***** TEXT SECTION *****
The U.S. Embassy Literature Series
A Reading from The Organs of Sense
Adam Ehrlich Sachs, writer and fellow, American Academy in Berlin 2019
In 1666, an astronomer makes a prediction shared by no one else in the world: at the stroke of noon on June 30 of that year, a solar eclipse will cast all of Europe into total darkness for four seconds. This astronomer is rumored to be using the longest telescope ever built, but he is also known to be blind―and not only blind, but incapable of sight, both his eyes having been plucked out some time before under mysterious circumstances. Is he mad? Or does he, despite this impairment, have an insight denied the other scholars of his day?
These questions intrigue the young Gottfried Leibniz―not yet the world-renowned polymath who would go on to discover calculus, but a nineteen-year-old whose faith in reason is shaky at best. Leibniz sets off to investigate the astronomer’s claim, and over the three hours remaining before the eclipse occurs―or fails to occur―the astronomer tells the scholar the haunting and hilarious story behind his strange prediction: a tale that ends up encompassing kings and princes, family squabbles, obsessive pursuits, insanity, philosophy, art, loss, and the horrors of war.
*****
● PROBLEMS TO SOLVE:
• a. Print the passage from the description of the novel about the blind astronomer, from "The U.S. Embassy" to "of his day?".
• b. Carry on the description of the novel about the blind astronomer and the young Leibniz from the point where it stops.
***** RAW RECORDS *****
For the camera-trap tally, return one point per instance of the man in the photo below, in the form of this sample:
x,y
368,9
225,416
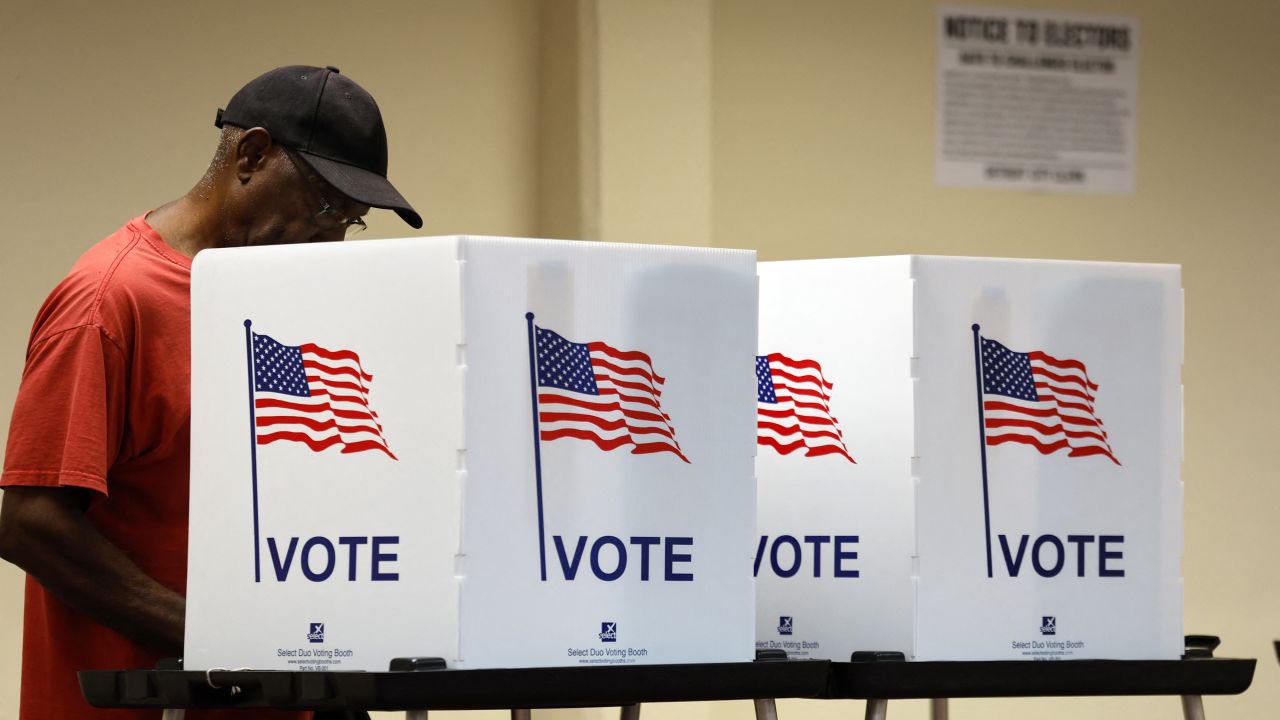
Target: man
x,y
96,468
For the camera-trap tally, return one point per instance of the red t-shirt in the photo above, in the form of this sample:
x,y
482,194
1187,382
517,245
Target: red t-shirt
x,y
105,404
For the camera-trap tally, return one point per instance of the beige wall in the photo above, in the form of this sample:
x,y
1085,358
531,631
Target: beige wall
x,y
800,128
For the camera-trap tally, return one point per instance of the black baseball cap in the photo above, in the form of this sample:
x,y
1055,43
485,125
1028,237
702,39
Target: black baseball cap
x,y
330,122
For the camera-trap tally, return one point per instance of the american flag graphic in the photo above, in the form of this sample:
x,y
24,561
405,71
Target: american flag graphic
x,y
1038,400
794,408
603,395
315,396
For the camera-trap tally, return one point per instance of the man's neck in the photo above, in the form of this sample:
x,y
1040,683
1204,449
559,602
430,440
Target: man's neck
x,y
186,224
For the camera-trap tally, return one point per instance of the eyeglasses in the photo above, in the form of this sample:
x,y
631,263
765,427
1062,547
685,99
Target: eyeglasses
x,y
328,217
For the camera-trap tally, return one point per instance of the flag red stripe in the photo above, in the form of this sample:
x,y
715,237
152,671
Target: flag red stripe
x,y
336,369
272,402
316,445
608,443
635,399
338,384
991,405
791,431
600,406
332,354
803,391
1063,391
794,363
785,449
1069,379
621,370
626,355
1050,360
647,447
822,409
616,382
808,379
603,424
337,397
1046,449
830,450
312,423
992,423
1070,405
1092,450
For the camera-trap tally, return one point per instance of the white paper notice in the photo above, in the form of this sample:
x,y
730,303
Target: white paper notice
x,y
1034,100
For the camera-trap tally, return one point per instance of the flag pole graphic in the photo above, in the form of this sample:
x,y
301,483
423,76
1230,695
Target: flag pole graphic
x,y
538,445
252,447
982,441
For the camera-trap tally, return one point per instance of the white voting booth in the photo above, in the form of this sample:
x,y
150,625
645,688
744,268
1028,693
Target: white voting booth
x,y
502,452
968,459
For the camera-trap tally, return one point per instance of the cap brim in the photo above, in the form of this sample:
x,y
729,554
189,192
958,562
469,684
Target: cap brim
x,y
362,186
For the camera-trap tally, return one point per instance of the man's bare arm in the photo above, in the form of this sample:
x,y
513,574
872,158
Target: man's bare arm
x,y
44,531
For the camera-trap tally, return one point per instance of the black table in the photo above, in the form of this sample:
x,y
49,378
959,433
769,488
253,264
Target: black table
x,y
874,679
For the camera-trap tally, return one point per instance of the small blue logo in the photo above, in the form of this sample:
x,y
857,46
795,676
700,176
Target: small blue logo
x,y
1048,625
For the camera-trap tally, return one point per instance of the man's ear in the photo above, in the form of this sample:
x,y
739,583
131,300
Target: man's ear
x,y
251,153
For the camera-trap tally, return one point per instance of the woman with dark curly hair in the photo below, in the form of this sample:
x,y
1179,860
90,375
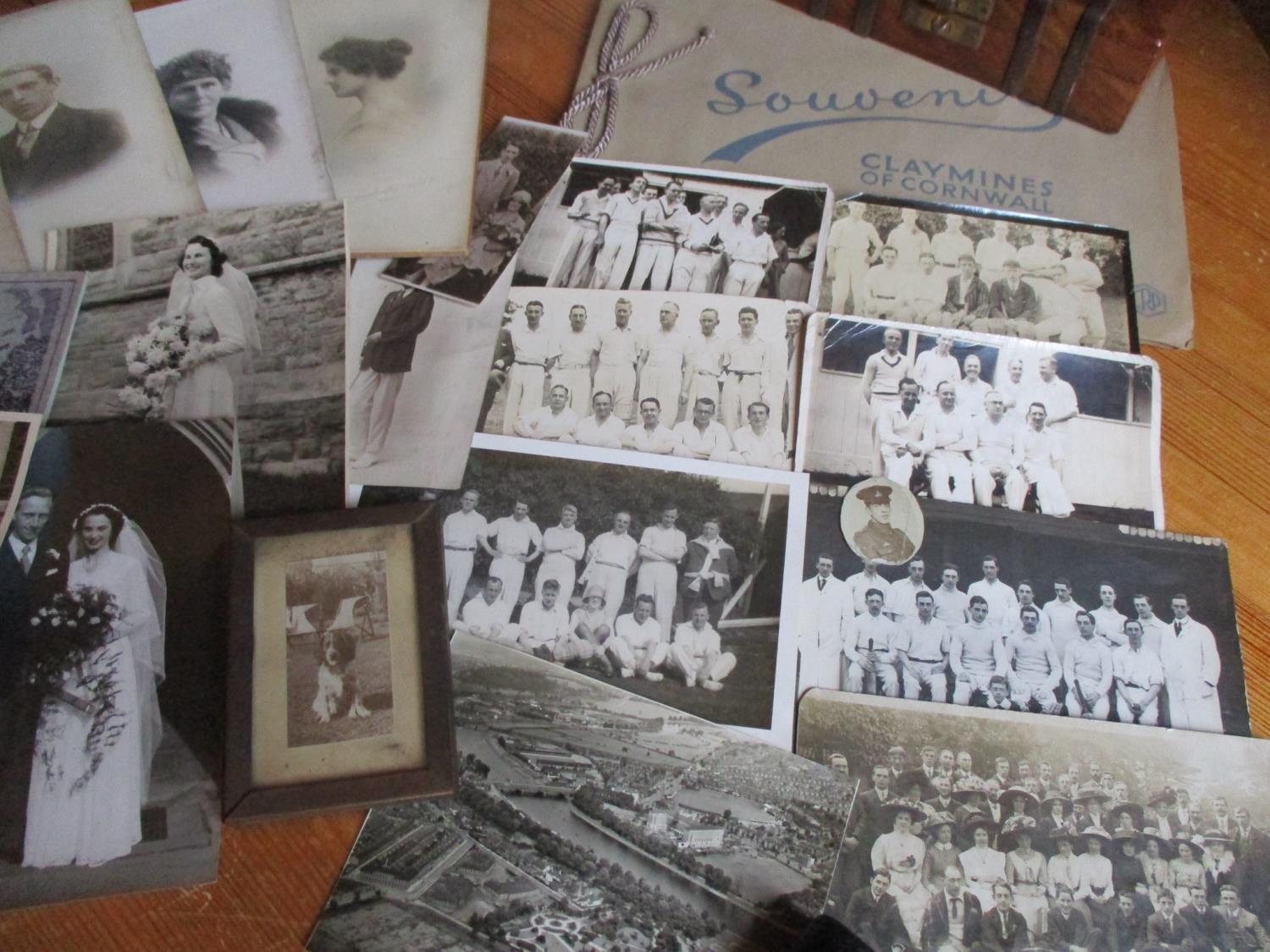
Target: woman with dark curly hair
x,y
221,135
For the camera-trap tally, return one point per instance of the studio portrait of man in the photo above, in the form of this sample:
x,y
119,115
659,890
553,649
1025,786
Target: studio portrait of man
x,y
51,142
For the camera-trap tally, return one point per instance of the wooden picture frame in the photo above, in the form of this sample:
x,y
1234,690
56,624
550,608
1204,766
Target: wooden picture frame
x,y
269,774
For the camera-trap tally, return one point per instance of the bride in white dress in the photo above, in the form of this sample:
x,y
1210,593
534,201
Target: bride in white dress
x,y
220,305
89,823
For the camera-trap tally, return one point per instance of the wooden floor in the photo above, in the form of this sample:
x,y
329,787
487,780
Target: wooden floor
x,y
1216,456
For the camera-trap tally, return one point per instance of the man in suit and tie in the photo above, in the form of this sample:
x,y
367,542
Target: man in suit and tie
x,y
30,573
388,355
952,914
51,142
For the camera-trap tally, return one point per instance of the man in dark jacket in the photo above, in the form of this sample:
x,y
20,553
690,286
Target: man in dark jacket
x,y
51,142
388,355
*****
● ANSWER LIST:
• a.
The U.S. Embassy Literature Series
A Reading from The Organs of Sense
Adam Ehrlich Sachs, writer and fellow, American Academy in Berlin 2019
In 1666, an astronomer makes a prediction shared by no one else in the world: at the stroke of noon on June 30 of that year, a solar eclipse will cast all of Europe into total darkness for four seconds. This astronomer is rumored to be using the longest telescope ever built, but he is also known to be blind―and not only blind, but incapable of sight, both his eyes having been plucked out some time before under mysterious circumstances. Is he mad? Or does he, despite this impairment, have an insight denied the other scholars of his day?

• b.
Adam Ehrlich Sachs lives and works in Pittsburgh. He has an AB in atmospheric science and an MA in the history of science from Harvard University. The author of two books of fiction, Sachs’s writing has appeared in the New Yorker, n+1, and Harper’s, among other publications. His first book, Inherited Disorders: Stories, Parables, and Problems (Regan Arts, 2016), was a finalist for the 2017 Sami Rohr Prize for Jewish Literature. His story “The Philosophers” was named a Distinguished Story in The Best American Short Stories 2017. In 2018, Sachs received a National Endowment for the Arts fellowship in literature. His novel The Organs of Sense was published in May 2019 by Farrar, Straus and Giroux.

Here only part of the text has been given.